=== Prompt ===
Can you retype, word for word, the stretch of the listing below from the line containing "Enumerate every lamb's head" through the line containing "xmin=118 ymin=63 xmax=136 ymax=75", including both of those lines and nothing else?

[Records]
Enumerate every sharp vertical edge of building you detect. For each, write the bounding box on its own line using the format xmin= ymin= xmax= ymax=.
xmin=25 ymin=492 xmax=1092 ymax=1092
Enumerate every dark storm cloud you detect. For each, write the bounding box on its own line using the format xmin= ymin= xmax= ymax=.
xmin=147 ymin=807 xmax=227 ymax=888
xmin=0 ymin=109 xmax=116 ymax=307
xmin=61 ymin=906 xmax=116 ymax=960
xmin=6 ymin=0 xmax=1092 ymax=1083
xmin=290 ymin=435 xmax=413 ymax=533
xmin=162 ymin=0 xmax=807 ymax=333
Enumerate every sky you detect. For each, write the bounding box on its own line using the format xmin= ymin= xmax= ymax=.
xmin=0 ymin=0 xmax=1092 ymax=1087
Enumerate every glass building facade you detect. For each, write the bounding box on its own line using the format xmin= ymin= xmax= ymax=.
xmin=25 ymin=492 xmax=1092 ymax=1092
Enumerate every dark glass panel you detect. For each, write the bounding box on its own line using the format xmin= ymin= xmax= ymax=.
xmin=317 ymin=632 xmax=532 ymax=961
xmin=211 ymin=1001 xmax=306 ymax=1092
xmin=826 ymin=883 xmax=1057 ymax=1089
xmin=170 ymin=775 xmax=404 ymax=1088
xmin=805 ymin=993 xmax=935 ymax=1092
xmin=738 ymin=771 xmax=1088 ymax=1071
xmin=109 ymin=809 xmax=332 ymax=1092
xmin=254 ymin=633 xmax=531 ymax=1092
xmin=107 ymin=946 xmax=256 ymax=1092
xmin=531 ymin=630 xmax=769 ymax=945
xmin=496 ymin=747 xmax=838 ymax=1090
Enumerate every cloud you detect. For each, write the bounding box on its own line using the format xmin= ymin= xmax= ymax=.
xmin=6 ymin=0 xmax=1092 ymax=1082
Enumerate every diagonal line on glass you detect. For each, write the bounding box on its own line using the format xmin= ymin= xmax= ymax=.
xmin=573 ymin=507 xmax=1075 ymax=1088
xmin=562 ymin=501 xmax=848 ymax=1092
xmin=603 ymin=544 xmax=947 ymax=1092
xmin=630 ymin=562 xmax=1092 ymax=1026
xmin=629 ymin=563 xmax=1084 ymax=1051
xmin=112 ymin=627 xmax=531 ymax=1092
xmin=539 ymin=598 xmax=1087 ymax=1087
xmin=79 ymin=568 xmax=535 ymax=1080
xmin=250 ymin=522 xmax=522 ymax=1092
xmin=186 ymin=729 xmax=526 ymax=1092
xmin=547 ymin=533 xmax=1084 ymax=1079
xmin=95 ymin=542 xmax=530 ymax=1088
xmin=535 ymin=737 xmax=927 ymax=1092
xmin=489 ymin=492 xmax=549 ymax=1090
...
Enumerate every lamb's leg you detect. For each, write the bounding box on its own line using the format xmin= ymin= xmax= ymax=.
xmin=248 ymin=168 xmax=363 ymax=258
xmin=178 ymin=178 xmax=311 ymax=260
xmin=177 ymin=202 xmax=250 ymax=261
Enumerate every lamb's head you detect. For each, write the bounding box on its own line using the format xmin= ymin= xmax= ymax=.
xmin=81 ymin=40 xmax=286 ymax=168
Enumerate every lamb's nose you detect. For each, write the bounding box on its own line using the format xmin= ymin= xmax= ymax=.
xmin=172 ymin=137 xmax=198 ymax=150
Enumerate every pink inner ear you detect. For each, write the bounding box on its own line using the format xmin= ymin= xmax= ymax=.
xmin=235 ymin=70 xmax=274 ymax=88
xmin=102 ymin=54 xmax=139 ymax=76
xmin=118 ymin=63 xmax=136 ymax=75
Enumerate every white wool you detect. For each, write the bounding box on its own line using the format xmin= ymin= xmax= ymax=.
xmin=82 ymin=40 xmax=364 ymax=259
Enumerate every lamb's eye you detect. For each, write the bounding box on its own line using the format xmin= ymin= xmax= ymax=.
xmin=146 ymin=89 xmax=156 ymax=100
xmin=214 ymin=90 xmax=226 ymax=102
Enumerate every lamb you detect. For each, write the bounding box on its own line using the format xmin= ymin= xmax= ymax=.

=== Solution to the problem ===
Enumerate every lamb's head you detect. For each, write the bounding box on its own line using the format xmin= ymin= xmax= ymax=.
xmin=81 ymin=40 xmax=286 ymax=168
Enumerate every lamb's nose you detect. For each, write the bounding box on its own line using the format xmin= ymin= xmax= ymax=.
xmin=172 ymin=137 xmax=198 ymax=150
Enumerate every pink inner ear you detect. For each, write the bounding box on its own line using the format xmin= ymin= xmax= ymax=.
xmin=235 ymin=70 xmax=274 ymax=88
xmin=102 ymin=54 xmax=139 ymax=76
xmin=118 ymin=63 xmax=136 ymax=75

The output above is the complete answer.